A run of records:
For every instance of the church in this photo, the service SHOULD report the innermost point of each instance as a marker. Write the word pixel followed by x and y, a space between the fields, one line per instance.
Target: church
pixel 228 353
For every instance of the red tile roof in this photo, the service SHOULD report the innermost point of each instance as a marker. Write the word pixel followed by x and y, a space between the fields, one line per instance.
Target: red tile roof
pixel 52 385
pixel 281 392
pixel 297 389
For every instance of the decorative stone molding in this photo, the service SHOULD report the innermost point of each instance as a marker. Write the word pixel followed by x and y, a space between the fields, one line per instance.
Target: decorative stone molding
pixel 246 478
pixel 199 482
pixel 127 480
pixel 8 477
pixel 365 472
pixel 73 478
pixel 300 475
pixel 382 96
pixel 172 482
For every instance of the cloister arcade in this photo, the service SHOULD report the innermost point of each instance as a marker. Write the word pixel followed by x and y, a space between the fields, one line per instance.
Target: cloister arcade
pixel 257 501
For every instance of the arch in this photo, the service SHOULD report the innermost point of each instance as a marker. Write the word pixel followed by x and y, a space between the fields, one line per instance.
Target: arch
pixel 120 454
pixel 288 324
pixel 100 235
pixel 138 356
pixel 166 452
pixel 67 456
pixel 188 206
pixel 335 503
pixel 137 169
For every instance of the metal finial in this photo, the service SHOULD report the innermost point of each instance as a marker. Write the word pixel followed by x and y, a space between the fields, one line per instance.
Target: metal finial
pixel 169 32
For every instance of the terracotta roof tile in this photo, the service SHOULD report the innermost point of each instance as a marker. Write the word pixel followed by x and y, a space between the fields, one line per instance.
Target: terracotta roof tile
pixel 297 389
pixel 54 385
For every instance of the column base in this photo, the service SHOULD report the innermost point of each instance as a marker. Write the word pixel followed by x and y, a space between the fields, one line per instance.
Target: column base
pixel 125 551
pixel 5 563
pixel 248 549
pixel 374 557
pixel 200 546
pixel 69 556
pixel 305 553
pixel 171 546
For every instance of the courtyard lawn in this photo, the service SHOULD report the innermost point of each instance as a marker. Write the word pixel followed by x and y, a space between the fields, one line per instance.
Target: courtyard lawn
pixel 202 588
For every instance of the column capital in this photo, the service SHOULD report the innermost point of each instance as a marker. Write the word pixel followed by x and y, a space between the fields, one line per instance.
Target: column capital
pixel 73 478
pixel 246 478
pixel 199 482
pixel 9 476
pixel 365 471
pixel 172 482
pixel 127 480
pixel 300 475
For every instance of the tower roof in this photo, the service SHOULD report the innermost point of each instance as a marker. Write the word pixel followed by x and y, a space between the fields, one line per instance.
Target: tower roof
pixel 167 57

TASK DESCRIPTION: Copy out the lines of the material from the line containing "For every instance of the metal" up to and including the line containing "pixel 169 32", keeping every character unchanged.

WRITTEN SOLUTION:
For every instance of the metal finial in this photo, the service SHOULD report the innermost point of each instance as a marker. Write the word pixel followed by x and y, a space between the fields, one line per instance.
Target: metal finial
pixel 169 32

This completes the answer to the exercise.